**** Dataset excerpts ****

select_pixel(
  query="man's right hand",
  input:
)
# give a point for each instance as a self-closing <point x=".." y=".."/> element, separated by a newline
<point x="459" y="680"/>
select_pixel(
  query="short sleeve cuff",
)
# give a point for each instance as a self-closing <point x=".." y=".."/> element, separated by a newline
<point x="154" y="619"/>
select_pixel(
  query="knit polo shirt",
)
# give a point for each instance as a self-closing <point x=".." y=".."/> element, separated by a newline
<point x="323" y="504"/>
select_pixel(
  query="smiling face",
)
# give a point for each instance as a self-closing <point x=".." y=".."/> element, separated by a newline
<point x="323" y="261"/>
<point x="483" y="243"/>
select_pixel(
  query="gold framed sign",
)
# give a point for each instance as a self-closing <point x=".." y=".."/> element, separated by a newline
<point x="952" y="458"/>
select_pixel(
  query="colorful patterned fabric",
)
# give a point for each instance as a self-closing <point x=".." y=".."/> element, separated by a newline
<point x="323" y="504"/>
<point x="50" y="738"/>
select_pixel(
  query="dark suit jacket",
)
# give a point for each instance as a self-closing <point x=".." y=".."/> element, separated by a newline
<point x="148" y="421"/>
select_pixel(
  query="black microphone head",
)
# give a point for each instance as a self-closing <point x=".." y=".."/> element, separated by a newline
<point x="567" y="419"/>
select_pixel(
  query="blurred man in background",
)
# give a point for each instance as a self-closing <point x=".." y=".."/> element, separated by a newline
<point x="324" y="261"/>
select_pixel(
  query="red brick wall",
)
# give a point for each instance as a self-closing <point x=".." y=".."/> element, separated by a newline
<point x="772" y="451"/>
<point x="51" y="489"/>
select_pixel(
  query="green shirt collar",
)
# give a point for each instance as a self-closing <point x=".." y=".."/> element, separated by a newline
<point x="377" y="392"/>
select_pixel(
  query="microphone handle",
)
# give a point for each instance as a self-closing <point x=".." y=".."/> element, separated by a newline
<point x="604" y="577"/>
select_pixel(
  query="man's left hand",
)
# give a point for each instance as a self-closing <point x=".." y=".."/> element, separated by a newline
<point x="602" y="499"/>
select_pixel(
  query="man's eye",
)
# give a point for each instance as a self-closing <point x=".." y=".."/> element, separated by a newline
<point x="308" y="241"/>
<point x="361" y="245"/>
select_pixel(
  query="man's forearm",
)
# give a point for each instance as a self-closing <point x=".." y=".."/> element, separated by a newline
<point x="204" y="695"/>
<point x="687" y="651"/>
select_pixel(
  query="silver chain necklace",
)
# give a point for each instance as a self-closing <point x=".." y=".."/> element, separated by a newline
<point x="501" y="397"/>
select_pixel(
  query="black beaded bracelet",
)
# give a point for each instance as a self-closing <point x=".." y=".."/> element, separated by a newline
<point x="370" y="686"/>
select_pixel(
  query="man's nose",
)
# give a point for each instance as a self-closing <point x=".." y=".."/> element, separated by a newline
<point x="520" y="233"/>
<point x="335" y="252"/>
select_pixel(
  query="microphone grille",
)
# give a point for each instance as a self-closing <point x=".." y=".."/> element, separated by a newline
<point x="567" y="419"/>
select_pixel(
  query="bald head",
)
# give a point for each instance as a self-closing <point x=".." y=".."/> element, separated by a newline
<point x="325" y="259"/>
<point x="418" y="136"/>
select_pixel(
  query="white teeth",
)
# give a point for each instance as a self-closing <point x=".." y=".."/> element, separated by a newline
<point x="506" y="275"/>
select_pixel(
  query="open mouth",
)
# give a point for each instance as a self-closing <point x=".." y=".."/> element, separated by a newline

****

What is required:
Return from the data every line that holds "black".

Written solution:
  query="black microphone head",
  query="black beaded bracelet",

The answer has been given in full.